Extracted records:
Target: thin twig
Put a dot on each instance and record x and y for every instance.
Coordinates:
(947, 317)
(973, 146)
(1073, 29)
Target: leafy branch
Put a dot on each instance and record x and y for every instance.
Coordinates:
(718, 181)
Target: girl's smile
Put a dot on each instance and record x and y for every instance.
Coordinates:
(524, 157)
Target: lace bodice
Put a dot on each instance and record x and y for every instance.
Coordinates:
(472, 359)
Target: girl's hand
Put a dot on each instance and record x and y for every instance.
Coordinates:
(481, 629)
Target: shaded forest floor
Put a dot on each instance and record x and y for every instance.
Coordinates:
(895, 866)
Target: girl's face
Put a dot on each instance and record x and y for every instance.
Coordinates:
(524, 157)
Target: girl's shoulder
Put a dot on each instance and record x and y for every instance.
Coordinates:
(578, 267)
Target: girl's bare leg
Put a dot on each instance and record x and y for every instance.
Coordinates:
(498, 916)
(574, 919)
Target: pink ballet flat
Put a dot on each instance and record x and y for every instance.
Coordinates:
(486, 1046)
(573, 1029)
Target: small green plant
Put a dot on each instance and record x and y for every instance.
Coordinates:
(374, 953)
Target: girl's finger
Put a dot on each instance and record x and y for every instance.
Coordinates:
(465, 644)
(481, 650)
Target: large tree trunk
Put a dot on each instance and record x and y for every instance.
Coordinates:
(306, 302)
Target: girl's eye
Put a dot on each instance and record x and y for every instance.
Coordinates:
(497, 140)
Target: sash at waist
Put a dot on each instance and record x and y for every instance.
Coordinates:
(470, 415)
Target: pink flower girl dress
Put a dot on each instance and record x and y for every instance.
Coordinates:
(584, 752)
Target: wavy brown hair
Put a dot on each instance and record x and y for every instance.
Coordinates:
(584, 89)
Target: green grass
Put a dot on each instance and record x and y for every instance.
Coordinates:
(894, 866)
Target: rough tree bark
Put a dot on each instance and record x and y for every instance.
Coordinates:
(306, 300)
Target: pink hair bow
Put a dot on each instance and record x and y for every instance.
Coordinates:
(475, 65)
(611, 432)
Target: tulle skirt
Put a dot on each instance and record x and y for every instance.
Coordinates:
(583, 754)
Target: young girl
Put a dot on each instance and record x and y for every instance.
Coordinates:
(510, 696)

Problem description: Output all records verbatim.

Solution for this exercise:
Target: thin twig
Put a dot on each instance and record x and y for every instance.
Coordinates:
(947, 317)
(973, 146)
(1073, 29)
Target: leafy branch
Put a dot on each instance and record x and y for every instance.
Coordinates:
(718, 181)
Target: girl's smile
Put a dot on each instance and record x and y for every instance.
Coordinates:
(524, 157)
Target: lace bodice
Put a dot on each instance and record x and y for every instance.
Coordinates:
(472, 359)
Target: girl's hand
Put a dot on each instance and record x and y for every instance.
Coordinates:
(481, 629)
Target: shaded forest floor
Put a dot on each instance and record x and y for every instance.
Coordinates:
(895, 866)
Target: girl's face
Put a dot on each instance and record x and y for every instance.
Coordinates:
(524, 157)
Target: girl's shoulder
Put a dot on each instance and record x and y for every instance.
Coordinates:
(578, 267)
Target: girl's bare leg
Put a dot on each instance and record x and y for every instance.
Coordinates:
(498, 916)
(574, 919)
Target: pink ballet flat
Put a dot on each instance and record x and y for every instance.
Coordinates:
(486, 1046)
(573, 1029)
Target: small green plant
Put a dot on each instance and record x and y for every instance.
Coordinates:
(374, 953)
Target: girl's finger
Put a dot on each instance and record x and y for every instance.
Coordinates:
(465, 644)
(481, 650)
Target: large tree trunk
Put a dot on each instance and record x and y for every instance.
Coordinates:
(306, 302)
Target: girl's eye
Put a dot on each instance and record x and y for every instance.
Coordinates:
(497, 140)
Target: sash at waist
Put a dot on each instance and record x and y for every instance.
Coordinates:
(470, 415)
Target: pink flower girl dress
Put a dot on each instance and record x and y for every instance.
Coordinates:
(584, 752)
Target: wavy brown hair
Put a dot on each instance and record x and y for every instance.
Coordinates:
(584, 89)
Target: green grass
Put a dot on each instance and record x and y for every instance.
Coordinates:
(894, 866)
Target: rough tree bark
Put a dot on each instance and record x and y for every instance.
Coordinates:
(306, 300)
Target: pink hair bow
Put a dot on each instance and record x and y for every instance.
Coordinates:
(475, 65)
(611, 432)
Target: tulle skirt
Put a dot on each instance and record x and y for every instance.
Coordinates:
(583, 754)
Target: young girl
Put a dot on each instance and record x and y for every instance.
Coordinates:
(510, 696)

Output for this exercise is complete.